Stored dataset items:
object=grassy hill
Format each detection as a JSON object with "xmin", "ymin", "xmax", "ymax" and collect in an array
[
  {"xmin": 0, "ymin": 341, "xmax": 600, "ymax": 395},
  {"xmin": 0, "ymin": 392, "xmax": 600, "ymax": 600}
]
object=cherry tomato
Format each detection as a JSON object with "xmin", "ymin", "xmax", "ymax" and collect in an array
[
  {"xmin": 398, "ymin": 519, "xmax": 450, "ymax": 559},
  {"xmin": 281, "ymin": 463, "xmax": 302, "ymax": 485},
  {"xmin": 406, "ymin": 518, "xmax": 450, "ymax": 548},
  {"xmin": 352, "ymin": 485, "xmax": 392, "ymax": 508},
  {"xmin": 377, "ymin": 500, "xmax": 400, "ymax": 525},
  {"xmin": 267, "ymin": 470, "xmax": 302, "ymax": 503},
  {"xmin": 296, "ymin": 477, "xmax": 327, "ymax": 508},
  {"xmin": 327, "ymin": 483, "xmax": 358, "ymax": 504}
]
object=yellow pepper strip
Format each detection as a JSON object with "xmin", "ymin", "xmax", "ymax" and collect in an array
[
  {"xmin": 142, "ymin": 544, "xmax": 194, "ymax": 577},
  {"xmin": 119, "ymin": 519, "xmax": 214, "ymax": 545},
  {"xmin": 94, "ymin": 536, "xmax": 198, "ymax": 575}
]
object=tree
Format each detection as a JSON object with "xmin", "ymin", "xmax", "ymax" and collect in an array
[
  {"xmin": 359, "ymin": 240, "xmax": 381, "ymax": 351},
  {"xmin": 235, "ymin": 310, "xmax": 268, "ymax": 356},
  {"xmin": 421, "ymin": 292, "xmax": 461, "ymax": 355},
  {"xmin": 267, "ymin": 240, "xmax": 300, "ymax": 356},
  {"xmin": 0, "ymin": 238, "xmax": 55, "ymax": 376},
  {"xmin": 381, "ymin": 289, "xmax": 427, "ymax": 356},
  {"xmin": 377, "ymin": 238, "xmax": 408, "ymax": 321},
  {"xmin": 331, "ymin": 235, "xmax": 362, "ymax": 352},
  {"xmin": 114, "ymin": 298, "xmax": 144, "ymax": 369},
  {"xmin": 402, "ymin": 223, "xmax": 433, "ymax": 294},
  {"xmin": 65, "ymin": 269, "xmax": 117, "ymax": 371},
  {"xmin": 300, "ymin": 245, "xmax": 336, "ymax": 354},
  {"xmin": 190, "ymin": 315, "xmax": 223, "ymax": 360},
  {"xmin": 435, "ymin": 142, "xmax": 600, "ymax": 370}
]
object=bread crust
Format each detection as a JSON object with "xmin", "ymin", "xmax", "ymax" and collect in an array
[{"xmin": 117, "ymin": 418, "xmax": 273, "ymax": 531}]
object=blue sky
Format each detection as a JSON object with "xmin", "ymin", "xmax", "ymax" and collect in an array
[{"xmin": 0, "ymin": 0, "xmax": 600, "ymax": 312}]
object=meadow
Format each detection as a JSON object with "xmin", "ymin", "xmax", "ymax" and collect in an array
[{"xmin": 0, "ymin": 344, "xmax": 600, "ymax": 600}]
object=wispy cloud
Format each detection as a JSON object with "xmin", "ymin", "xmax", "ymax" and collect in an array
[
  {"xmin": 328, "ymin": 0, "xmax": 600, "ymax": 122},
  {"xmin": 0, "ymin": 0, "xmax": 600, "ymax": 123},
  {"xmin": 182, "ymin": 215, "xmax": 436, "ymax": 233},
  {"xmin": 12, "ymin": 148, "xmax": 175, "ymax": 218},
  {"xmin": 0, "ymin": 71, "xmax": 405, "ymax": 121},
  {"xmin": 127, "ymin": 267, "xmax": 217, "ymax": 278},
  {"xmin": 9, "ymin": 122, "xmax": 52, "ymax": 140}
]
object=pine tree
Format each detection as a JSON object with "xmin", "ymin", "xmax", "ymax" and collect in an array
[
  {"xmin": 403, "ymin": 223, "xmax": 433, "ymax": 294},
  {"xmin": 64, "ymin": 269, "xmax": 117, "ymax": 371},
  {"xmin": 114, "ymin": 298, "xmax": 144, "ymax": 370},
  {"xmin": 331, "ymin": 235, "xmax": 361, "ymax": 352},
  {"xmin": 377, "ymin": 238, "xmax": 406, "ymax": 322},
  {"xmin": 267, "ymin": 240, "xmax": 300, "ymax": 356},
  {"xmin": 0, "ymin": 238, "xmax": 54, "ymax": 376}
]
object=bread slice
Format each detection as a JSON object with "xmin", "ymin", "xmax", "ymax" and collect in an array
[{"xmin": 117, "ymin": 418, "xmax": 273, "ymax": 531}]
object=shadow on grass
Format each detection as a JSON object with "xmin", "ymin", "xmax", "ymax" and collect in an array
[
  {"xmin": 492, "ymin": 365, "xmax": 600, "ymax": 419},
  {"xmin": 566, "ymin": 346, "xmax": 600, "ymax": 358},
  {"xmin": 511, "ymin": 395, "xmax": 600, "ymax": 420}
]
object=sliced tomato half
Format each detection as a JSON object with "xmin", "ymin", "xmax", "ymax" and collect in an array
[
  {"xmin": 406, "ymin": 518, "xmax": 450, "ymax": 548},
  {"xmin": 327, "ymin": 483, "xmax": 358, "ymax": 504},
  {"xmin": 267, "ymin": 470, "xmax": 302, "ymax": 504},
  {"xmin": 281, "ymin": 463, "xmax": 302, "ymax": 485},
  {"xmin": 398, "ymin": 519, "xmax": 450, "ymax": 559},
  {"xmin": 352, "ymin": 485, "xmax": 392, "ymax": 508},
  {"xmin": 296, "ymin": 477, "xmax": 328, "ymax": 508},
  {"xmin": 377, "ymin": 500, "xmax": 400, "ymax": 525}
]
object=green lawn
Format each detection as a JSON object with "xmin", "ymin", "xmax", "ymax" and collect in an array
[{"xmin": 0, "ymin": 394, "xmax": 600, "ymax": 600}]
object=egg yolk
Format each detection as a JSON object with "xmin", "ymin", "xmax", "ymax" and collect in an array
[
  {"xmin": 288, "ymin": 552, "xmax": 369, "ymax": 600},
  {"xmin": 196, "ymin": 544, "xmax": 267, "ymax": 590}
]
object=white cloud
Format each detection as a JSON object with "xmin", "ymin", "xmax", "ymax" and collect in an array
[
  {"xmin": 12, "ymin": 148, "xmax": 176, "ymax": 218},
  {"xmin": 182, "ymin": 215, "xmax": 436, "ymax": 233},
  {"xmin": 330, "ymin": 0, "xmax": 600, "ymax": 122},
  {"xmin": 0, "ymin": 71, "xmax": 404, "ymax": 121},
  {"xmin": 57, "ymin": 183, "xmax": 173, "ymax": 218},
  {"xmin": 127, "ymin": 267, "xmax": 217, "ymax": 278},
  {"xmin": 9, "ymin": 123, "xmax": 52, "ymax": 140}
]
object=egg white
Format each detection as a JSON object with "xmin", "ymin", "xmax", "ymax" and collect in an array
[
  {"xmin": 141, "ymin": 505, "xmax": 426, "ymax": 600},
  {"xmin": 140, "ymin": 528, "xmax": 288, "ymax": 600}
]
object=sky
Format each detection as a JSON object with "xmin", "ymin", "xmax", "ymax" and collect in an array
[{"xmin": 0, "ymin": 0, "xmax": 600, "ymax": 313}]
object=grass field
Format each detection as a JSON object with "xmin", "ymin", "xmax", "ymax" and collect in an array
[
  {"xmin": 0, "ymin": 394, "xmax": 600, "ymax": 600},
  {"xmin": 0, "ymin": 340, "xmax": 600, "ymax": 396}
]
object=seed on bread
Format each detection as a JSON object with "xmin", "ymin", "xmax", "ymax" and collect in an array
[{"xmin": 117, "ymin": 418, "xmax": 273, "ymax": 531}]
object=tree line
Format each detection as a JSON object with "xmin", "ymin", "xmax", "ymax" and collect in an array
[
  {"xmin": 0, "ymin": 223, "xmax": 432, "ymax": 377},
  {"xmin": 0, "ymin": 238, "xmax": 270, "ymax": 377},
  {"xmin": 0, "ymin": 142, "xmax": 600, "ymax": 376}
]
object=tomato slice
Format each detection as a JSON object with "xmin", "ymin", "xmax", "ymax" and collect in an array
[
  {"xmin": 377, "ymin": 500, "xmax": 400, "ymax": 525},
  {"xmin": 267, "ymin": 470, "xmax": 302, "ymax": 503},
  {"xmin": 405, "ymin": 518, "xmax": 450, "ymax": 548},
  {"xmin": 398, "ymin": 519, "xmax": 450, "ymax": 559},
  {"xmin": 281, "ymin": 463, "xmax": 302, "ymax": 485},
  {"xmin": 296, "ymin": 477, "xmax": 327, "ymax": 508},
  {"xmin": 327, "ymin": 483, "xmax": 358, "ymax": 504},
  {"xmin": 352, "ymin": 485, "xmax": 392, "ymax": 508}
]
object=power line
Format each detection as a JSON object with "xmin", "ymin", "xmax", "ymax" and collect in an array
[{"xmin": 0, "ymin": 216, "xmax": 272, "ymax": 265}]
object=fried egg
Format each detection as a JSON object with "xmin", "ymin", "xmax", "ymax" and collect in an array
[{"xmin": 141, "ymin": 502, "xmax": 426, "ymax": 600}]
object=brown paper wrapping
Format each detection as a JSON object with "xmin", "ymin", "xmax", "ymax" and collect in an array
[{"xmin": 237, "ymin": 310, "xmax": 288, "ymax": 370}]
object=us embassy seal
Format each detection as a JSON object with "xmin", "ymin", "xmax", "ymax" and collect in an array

What is needed:
Please report every line of the rows above that contains the string "tree", copying each such line in full.

Answer to this task:
object=tree
object=pine tree
object=tree line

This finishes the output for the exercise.